** DATA SHOWN **
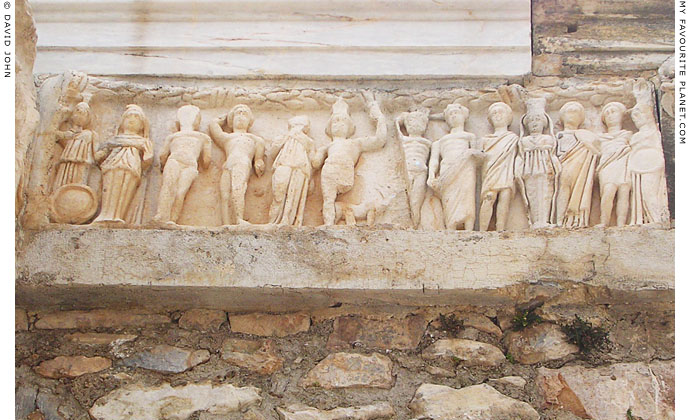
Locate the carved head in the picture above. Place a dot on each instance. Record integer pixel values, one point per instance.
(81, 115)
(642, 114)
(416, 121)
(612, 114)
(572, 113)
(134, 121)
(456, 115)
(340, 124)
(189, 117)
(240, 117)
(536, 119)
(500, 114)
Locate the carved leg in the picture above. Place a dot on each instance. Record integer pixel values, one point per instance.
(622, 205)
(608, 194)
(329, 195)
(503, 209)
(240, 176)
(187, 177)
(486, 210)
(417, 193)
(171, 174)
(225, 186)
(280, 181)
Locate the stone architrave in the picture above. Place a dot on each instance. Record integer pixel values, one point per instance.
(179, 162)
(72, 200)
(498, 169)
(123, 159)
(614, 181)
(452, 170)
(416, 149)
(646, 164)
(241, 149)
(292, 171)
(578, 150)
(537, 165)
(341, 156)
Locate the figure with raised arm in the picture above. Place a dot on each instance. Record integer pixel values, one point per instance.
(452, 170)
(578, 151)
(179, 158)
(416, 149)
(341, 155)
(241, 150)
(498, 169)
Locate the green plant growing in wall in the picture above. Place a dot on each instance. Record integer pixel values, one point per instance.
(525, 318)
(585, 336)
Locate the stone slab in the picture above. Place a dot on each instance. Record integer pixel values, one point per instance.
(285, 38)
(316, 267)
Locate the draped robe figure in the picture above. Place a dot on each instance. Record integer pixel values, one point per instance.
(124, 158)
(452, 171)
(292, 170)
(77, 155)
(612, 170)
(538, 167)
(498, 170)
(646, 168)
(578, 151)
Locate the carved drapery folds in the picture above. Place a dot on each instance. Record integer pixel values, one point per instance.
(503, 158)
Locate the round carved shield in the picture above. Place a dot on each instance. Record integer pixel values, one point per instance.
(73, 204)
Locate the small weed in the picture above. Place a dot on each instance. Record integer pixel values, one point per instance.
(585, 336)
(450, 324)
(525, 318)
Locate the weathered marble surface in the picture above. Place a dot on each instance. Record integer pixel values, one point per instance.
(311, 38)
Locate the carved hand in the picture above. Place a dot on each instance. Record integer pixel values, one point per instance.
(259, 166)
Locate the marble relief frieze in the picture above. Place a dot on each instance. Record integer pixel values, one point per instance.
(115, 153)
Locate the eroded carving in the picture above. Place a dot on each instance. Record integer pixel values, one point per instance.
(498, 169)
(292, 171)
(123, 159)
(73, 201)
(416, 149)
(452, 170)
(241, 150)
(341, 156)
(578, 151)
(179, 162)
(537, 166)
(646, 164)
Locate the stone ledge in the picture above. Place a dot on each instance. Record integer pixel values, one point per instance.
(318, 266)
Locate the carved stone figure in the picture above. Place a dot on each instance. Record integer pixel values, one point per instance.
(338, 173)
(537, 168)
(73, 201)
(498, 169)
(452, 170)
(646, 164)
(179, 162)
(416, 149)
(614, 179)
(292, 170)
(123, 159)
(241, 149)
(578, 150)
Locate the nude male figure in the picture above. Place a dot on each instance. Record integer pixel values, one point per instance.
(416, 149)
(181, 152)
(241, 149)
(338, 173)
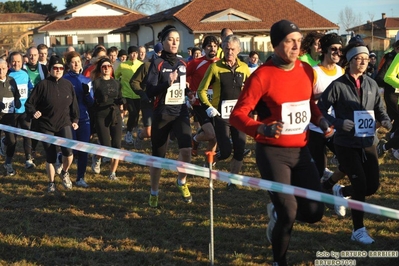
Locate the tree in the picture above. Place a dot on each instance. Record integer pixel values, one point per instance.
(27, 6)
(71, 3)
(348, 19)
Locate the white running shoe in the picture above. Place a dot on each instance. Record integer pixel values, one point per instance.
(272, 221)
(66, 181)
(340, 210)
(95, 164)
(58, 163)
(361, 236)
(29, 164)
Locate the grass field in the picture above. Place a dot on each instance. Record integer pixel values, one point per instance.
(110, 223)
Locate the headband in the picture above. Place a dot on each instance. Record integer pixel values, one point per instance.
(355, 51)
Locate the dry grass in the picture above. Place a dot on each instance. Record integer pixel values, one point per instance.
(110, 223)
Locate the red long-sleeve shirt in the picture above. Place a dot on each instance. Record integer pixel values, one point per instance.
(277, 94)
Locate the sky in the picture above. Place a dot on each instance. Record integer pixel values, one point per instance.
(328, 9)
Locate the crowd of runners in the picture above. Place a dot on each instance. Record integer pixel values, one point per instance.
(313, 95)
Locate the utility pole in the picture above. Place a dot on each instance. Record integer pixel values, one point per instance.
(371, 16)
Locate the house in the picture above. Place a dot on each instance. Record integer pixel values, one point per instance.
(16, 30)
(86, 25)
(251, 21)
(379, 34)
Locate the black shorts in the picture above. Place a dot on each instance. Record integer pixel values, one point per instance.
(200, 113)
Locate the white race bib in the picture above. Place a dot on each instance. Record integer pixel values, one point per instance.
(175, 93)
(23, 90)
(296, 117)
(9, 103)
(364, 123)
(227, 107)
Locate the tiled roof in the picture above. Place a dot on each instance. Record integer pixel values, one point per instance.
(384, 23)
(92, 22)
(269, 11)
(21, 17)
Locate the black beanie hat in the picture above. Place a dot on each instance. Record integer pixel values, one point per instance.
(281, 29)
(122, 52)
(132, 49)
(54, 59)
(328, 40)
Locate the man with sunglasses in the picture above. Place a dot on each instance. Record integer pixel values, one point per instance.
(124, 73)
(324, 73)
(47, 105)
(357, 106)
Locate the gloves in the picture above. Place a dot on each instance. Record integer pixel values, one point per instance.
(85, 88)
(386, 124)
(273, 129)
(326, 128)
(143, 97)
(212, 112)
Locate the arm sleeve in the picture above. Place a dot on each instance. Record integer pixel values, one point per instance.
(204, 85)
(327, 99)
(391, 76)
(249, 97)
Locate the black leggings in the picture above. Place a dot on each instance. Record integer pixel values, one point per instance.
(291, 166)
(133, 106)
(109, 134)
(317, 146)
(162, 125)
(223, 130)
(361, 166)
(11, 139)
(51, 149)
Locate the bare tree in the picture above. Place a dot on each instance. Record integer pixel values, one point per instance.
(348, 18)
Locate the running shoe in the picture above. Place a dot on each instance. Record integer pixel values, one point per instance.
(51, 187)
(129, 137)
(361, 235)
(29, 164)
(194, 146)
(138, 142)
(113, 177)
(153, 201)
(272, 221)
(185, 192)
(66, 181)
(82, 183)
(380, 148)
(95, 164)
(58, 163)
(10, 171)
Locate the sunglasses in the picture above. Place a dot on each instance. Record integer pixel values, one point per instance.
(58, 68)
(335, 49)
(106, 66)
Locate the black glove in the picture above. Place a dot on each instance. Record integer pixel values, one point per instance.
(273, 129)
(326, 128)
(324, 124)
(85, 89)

** AIM OF THE EXERCISE **
Print only the lines from the one with "Locate the bare" to the end of the records, both included.

** SOLUTION FOR THIS TASK **
Locate the bare tree in the picture above. Place a dot on each instance. Record integer pixel values, one point per instance.
(348, 18)
Locate the running shoe in the picture above. Place a dot on each instance. Record integer pixel values, one point per instance.
(51, 187)
(129, 137)
(361, 235)
(29, 164)
(194, 146)
(138, 142)
(113, 177)
(153, 201)
(272, 221)
(185, 192)
(66, 181)
(82, 183)
(380, 148)
(95, 164)
(58, 163)
(10, 171)
Locate the sunglasses in the picture above. Place a dot on each instance. Record integer pixel values, one point per instance.
(58, 68)
(335, 49)
(106, 66)
Locate the black glove in the picture above. Place a dot on each instance. Record integer pixel values, one point per instance.
(273, 129)
(326, 128)
(324, 124)
(85, 89)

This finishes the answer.